= Beginning of Section =
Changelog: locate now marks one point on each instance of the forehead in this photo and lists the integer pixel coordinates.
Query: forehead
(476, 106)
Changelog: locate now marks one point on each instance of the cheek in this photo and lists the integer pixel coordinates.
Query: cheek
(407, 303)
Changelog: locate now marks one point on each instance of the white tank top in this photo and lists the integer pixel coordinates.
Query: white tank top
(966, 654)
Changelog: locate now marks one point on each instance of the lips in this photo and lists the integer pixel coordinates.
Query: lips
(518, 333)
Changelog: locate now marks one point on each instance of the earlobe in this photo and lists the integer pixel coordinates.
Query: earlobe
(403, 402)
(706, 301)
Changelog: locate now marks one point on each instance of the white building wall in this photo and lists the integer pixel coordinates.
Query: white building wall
= End of Section =
= Beginning of Section =
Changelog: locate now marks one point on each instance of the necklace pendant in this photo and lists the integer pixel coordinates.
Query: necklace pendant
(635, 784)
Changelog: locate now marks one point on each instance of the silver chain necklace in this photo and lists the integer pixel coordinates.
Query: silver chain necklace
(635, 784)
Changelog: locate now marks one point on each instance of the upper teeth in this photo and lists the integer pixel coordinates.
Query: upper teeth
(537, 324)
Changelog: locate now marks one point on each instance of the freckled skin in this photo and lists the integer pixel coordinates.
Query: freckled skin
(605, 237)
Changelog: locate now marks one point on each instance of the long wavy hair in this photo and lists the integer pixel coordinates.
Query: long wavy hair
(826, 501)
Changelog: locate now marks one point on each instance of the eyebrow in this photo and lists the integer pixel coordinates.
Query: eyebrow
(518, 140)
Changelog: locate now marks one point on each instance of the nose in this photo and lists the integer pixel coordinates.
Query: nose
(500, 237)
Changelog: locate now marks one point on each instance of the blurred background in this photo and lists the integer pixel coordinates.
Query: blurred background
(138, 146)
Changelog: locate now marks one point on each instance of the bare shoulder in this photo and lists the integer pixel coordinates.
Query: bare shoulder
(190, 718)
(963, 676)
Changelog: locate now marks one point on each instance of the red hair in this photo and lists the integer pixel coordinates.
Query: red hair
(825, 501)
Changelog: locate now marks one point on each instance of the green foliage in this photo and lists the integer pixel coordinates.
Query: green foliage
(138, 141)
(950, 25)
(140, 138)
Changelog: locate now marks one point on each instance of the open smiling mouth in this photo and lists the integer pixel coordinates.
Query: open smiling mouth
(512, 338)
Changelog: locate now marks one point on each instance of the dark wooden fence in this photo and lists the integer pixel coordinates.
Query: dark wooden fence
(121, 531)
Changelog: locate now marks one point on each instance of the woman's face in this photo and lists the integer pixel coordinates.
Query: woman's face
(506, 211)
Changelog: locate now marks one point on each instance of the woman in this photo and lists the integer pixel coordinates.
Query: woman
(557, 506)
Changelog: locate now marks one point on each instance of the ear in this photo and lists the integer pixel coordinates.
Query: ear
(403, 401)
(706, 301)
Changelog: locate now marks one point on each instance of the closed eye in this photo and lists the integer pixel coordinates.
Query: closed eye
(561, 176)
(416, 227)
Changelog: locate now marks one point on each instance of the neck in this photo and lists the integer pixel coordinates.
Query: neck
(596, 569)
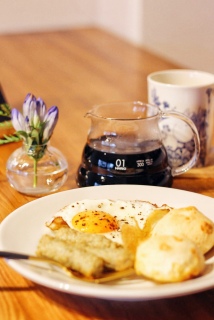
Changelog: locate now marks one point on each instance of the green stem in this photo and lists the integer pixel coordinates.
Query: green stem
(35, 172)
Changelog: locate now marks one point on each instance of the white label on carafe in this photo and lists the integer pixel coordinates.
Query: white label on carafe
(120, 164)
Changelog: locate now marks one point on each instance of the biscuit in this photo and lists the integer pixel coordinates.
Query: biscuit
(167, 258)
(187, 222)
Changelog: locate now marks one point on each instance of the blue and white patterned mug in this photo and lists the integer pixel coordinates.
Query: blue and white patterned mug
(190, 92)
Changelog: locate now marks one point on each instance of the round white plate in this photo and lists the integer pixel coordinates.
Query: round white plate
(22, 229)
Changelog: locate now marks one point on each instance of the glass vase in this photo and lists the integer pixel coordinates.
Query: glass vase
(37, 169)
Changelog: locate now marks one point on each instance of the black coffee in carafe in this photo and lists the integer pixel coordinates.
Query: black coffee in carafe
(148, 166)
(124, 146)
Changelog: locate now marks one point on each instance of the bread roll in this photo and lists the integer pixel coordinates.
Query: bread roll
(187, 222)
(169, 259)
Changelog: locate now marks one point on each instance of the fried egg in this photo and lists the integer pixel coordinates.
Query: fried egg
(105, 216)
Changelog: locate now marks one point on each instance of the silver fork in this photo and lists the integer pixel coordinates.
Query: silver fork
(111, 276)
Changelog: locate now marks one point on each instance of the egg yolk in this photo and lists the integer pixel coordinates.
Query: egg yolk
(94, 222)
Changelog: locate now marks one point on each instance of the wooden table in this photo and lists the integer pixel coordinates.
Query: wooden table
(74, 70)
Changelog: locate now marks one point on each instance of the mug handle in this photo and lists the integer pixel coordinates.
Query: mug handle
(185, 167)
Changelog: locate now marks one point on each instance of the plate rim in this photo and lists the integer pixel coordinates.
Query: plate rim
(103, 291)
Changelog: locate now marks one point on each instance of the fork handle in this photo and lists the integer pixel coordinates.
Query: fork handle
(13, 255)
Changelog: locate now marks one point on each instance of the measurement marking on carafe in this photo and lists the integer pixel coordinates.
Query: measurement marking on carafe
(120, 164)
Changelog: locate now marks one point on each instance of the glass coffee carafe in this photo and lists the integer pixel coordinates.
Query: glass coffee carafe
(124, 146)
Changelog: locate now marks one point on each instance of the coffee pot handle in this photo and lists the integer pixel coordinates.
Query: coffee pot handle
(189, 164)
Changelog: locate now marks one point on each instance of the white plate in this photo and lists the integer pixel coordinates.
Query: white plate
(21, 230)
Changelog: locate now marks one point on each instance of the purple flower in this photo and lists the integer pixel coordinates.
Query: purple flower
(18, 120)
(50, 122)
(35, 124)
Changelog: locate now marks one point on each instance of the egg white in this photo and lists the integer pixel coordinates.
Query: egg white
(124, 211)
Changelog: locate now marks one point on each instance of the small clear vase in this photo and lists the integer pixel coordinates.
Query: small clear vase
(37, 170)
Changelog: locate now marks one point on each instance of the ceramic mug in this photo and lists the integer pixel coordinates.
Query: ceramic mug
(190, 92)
= End of Section =
### The task
Using the entries shown above, reproduce verbatim the lines from the line bearing "Query: upper teeth" to the line bearing "of the long", inclusive.

### Written solution
Query: upper teeth
(537, 324)
Changelog: locate now marks one point on each instance of the freckled skin in this photo and lists the integer pixel coordinates.
Query: freckled skin
(605, 237)
Changelog: locate now marks one point on each instance of the long wavy hair in this photo and lists the integer pixel coordinates.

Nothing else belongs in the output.